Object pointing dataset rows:
+++++

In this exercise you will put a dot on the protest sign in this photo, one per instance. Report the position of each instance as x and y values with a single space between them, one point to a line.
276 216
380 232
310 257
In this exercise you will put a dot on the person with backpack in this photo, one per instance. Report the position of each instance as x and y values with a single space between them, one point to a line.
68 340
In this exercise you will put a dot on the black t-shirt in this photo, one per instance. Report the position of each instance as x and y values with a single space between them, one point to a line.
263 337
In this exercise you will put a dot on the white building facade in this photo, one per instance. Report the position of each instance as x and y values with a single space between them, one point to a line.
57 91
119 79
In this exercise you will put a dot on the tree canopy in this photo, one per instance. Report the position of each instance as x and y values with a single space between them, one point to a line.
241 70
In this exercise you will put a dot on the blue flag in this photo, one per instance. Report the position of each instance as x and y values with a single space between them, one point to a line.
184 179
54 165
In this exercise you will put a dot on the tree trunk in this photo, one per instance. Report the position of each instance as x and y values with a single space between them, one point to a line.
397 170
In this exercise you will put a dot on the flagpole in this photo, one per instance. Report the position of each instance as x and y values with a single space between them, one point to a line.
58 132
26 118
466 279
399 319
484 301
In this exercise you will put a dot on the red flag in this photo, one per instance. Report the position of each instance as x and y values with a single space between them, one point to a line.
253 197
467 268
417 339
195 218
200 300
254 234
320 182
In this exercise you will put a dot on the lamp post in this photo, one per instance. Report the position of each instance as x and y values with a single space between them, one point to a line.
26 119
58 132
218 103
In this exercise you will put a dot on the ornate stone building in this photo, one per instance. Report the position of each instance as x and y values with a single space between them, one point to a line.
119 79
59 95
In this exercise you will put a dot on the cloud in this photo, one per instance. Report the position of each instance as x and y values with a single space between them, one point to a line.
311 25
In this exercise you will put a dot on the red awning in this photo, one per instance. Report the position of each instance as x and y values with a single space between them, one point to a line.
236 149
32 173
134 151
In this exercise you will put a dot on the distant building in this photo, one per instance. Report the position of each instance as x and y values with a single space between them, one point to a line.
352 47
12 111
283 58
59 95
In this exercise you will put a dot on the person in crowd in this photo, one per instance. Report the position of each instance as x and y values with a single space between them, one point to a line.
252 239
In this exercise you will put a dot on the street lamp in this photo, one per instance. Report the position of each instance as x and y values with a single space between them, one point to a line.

+++++

Each entry above is to be set down again in exactly the same words.

In this exercise you will put a dot on the protest sign in this photo, one per instance. Report the position of each instance as x and y values with a single space between them, one point to a line.
276 216
380 232
310 257
In this exercise you will put a dot on the person with backpack in this photo, one per instance. Report the position of each instance as x and y values with a single space between them, one point to a line.
68 340
In this exercise you will put a dot on the black t-shirt in this photo, one per instance. Report the position of each instance as x and y values with a single space between them, one point to a line.
263 337
In this exercise you will put a dot on the white building facade in this photo, one per instance. Report the position of each instance as x and y values with a single space between them, one point to a line.
57 91
119 79
In this exercise you will put a dot on the tree canopy in this photo, one per instance. Report the position of each instance as x and y values with a single space between them, one point to a line.
241 70
In this exercise you will put a dot on the blue flag in this photo, one per instance. Report the position of each instance as x and y values with a single space between them, one point to a line.
184 179
54 165
In this exercise you will put a dot on the tree trunk in this photo, one per instance. Report the position of each instance as x and y values with a single space between them, one point to a line.
397 170
In this exercise you will put a dot on the flagpole in this photo, one per instance. Report the position of each instance as x and y values with a single space between them, one point to a line.
58 132
26 118
466 279
399 319
484 301
In this exercise you will put a dot on the red flag in this photo, one per instance. Report the position of each instance as x and y values with a single space between them, one point to a line.
253 197
467 268
417 339
195 218
200 300
254 234
320 182
In this exercise you will put a dot on the lamp post in this photo, one per instance. Report the position of each instance as x and y values with a single space between them, one point to a line.
26 119
58 132
218 103
In this exercise you will put a dot on the ornate stone building in this photo, one per instance. Report the position of each instance as x and y values with a single space between them, one point to a line.
119 79
59 95
In this exercise you will put a dot on the cloud in this photo, one per instance. Report the position of each instance as x and y values with a single space between them, one point to a line.
311 25
In this exercise you will put a dot on the red awning in this photo, one per instance. Report the position of each instance as x and y values with a single space between them, one point to a line.
236 149
32 173
134 151
In this exercise you will put a dot on the distant building in this photo, one per instance. Report the position of each instance as x and y values with a single space between them, one point to a line.
352 47
12 111
283 58
59 95
In this exercise you will put a dot on the person in crowd in this photo, one per instance. Report the position of each instance as x and y values with a single space between them, one point to a line.
252 239
In this exercise you will put a dot on the street lamp in this photo, one per instance. Report the position of each instance as x and y values with a single space between them, one point to a line.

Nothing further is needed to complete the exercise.